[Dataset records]

━━━━━━━━━━

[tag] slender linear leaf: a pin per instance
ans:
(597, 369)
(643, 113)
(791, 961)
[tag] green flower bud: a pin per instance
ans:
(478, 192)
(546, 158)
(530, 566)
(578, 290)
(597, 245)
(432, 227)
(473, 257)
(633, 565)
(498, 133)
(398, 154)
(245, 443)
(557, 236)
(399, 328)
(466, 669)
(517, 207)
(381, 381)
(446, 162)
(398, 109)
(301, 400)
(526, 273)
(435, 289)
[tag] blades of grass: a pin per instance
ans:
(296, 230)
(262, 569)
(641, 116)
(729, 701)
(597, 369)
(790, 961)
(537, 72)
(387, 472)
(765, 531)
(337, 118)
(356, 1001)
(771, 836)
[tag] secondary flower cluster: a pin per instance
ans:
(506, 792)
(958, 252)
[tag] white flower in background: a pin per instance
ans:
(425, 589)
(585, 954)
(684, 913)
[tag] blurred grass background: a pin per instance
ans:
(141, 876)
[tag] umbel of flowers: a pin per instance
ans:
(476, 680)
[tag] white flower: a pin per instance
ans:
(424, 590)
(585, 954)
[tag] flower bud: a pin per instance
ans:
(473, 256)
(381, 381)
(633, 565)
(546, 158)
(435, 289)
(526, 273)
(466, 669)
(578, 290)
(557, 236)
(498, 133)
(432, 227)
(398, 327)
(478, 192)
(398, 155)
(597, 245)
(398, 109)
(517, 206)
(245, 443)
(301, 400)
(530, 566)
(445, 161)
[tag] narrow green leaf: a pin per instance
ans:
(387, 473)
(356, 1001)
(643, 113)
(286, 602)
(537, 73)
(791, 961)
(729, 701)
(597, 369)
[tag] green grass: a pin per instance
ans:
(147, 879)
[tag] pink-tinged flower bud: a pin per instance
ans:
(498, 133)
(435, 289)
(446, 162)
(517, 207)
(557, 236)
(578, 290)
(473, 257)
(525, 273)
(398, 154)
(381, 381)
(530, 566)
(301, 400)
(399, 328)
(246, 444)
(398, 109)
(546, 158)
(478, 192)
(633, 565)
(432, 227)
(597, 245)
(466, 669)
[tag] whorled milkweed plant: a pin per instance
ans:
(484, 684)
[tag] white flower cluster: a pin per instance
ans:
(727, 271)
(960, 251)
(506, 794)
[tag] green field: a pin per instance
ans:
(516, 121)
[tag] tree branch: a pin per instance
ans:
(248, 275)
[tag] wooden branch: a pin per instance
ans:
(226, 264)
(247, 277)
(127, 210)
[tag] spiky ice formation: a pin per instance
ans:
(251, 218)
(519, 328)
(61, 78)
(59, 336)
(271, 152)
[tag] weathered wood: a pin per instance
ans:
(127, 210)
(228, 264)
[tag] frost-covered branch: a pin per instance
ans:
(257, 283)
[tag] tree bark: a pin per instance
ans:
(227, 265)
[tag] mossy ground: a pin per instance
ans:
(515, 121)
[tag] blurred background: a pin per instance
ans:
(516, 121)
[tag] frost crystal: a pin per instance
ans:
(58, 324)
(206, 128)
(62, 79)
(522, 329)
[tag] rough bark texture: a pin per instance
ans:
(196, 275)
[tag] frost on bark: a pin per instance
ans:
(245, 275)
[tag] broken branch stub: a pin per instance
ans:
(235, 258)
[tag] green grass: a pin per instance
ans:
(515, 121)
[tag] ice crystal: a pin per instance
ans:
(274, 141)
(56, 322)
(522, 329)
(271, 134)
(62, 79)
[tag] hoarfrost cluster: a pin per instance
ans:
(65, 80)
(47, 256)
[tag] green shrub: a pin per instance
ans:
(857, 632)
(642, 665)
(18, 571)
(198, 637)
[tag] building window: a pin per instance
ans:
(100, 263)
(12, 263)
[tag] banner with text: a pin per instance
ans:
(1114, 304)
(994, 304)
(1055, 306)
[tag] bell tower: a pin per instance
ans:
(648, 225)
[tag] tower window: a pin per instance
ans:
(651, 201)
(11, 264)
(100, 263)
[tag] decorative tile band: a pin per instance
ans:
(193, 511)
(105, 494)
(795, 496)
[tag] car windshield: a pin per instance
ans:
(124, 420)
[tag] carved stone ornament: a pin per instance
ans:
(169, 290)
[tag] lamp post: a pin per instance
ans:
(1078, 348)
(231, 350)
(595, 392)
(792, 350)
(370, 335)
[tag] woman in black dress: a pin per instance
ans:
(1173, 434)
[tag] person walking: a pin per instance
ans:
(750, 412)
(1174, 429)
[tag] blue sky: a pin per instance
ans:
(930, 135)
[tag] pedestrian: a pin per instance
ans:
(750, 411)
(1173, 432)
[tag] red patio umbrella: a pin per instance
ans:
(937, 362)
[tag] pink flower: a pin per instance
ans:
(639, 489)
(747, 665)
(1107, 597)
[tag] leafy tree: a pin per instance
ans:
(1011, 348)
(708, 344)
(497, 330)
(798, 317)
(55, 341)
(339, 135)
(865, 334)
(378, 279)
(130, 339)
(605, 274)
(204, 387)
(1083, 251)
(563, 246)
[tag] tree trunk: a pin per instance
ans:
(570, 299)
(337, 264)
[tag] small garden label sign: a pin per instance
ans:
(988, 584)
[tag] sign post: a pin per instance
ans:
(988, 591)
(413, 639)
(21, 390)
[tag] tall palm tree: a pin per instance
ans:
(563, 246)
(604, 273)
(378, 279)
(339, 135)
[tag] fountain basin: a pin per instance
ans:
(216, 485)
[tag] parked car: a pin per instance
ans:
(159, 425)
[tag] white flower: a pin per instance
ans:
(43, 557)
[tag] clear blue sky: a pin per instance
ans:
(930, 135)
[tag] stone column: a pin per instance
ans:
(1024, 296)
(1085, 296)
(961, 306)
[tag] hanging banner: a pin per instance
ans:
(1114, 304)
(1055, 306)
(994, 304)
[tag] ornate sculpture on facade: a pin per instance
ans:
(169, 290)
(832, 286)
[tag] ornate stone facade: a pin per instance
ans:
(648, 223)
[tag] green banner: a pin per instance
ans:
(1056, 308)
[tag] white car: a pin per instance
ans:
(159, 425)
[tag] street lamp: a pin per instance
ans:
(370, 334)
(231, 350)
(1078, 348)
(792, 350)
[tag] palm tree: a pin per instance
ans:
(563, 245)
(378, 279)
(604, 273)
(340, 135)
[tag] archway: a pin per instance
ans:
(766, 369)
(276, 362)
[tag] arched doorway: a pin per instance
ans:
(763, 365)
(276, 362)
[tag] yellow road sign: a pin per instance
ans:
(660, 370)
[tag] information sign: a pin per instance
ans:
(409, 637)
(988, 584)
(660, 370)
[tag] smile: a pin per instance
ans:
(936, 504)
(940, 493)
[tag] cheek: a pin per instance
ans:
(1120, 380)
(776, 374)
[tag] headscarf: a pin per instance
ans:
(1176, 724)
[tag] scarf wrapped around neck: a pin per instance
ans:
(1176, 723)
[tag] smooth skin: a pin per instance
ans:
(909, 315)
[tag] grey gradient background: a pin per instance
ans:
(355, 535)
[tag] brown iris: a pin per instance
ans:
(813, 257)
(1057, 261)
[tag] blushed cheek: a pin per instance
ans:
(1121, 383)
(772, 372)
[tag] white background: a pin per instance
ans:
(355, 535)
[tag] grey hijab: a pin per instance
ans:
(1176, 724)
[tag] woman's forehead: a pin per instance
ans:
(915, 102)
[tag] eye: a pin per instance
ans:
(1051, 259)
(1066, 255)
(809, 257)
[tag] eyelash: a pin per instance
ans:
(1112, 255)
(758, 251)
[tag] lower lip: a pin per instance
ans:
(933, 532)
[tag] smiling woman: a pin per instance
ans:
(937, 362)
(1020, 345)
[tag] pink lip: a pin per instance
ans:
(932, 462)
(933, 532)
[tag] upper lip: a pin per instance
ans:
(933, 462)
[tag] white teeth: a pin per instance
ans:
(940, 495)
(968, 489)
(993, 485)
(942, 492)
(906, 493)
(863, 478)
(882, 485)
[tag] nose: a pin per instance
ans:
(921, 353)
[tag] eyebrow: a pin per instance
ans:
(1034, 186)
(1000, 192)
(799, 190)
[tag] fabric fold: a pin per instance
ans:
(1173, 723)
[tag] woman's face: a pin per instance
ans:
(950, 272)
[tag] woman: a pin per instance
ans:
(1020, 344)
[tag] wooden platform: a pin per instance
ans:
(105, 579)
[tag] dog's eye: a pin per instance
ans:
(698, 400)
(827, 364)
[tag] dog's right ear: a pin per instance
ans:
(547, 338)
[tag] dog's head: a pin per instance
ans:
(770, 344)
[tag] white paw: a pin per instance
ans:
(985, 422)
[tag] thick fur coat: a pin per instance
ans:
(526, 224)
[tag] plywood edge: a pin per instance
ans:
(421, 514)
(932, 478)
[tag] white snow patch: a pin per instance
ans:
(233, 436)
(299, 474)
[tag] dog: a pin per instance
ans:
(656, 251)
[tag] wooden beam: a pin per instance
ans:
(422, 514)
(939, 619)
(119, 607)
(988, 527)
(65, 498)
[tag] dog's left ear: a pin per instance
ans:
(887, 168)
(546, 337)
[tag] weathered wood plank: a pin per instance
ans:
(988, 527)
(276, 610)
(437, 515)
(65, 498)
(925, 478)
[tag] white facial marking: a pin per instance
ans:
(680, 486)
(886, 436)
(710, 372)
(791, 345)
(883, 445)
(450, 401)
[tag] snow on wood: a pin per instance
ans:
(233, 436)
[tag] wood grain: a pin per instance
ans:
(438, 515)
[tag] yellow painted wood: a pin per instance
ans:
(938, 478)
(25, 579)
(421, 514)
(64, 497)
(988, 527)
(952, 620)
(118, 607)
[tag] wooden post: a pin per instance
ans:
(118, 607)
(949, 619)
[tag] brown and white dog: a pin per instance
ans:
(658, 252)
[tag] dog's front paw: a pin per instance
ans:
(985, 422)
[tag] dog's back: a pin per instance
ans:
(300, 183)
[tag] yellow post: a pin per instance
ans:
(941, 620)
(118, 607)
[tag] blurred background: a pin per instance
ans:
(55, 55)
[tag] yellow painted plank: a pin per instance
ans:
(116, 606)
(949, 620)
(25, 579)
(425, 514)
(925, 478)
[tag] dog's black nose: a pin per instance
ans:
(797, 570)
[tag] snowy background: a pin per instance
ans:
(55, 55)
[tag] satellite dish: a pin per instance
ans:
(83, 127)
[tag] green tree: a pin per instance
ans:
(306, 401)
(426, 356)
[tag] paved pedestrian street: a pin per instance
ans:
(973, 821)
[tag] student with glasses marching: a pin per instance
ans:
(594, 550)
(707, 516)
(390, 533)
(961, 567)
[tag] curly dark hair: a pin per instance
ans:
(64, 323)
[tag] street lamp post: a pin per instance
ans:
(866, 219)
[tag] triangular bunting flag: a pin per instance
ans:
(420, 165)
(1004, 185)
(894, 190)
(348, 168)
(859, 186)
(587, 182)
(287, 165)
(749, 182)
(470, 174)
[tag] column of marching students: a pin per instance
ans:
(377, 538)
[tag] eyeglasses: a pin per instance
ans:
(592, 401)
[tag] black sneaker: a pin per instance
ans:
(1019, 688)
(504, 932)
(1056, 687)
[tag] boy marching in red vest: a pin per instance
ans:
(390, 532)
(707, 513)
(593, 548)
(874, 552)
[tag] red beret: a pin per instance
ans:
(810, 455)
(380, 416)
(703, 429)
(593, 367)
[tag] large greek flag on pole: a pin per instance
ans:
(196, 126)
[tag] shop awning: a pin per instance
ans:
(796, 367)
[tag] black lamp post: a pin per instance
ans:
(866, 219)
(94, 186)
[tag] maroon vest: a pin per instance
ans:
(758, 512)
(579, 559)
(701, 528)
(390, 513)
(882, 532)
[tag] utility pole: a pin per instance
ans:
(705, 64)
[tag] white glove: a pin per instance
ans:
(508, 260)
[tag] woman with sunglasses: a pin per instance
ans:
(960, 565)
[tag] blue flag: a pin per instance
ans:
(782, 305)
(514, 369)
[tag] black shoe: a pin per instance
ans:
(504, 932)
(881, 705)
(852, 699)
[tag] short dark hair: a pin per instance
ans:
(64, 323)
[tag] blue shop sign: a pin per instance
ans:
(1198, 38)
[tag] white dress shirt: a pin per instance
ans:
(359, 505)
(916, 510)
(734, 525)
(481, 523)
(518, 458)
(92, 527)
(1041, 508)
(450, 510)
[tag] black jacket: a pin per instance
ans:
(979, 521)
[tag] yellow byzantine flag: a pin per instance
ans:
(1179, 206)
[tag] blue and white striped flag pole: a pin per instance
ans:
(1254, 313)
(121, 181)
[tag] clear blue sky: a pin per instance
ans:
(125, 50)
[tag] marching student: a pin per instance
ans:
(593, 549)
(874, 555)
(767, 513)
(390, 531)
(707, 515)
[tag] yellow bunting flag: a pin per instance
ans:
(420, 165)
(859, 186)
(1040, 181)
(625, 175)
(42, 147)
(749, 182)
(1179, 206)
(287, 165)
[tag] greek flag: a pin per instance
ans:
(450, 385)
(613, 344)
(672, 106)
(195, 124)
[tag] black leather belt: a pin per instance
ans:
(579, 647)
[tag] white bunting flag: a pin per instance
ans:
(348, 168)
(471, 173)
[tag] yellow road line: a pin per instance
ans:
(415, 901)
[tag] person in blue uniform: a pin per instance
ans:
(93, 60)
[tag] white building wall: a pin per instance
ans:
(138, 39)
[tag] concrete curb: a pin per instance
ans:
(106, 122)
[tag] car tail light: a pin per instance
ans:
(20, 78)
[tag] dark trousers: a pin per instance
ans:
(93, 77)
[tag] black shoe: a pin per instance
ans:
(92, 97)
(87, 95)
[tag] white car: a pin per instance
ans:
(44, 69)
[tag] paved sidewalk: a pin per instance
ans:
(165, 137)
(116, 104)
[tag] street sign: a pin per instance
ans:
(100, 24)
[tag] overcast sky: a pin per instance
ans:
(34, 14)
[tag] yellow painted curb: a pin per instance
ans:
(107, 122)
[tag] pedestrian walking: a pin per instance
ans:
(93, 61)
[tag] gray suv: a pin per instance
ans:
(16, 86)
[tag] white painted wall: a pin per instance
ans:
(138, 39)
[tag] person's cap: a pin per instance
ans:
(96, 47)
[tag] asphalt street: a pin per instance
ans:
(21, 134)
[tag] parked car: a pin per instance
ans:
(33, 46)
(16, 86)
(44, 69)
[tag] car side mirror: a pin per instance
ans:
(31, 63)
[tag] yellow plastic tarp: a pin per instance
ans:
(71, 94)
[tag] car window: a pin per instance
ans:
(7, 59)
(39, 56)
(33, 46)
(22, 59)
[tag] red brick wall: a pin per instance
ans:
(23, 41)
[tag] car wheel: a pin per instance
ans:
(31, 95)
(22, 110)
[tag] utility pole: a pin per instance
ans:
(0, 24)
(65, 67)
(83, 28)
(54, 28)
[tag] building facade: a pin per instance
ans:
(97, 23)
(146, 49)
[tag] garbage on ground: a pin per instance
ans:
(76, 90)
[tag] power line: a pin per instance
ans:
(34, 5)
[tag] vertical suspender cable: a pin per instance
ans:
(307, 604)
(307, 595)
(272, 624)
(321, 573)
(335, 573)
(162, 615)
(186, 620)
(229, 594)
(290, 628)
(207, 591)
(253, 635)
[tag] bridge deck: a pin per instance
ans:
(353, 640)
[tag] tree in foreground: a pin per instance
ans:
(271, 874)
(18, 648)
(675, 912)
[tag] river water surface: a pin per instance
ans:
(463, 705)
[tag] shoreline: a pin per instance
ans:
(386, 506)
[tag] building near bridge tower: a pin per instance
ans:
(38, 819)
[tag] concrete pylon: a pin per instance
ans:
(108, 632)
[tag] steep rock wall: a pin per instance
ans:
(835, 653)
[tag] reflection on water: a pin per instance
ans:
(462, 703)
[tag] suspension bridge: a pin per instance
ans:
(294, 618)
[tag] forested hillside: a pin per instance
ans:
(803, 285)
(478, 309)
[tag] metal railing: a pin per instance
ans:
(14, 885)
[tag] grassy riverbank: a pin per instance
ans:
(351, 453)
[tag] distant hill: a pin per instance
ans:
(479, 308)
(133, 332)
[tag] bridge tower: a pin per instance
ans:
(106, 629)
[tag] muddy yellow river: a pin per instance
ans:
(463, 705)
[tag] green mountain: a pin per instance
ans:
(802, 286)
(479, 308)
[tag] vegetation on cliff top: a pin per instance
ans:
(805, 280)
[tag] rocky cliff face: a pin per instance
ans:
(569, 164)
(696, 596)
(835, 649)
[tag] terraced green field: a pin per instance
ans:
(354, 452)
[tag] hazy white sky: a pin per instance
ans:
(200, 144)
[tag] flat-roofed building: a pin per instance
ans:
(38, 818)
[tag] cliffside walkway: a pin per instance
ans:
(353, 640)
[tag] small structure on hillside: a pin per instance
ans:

━━━━━━━━━━

● **Your objective**:
Every line above in which the word "bark" occurs needs to be copied.

● **Problem solution**:
[tag] tree bark: a pin per instance
[tag] rough bark texture: a pin per instance
[tag] frost on bark: a pin per instance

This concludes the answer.